> **TASK OBJECTIVE**
Repeat the listing in full. Nothing may be added or left out.
# start of STORED RECORDS
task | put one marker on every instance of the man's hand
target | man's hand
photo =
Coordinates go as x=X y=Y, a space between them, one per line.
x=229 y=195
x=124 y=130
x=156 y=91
# end of STORED RECORDS
> **RESPONSE BELOW**
task | put one marker on every instance of the man's hand
target | man's hand
photo =
Coordinates go as x=X y=Y, a space between them, one per line.
x=229 y=195
x=124 y=130
x=156 y=91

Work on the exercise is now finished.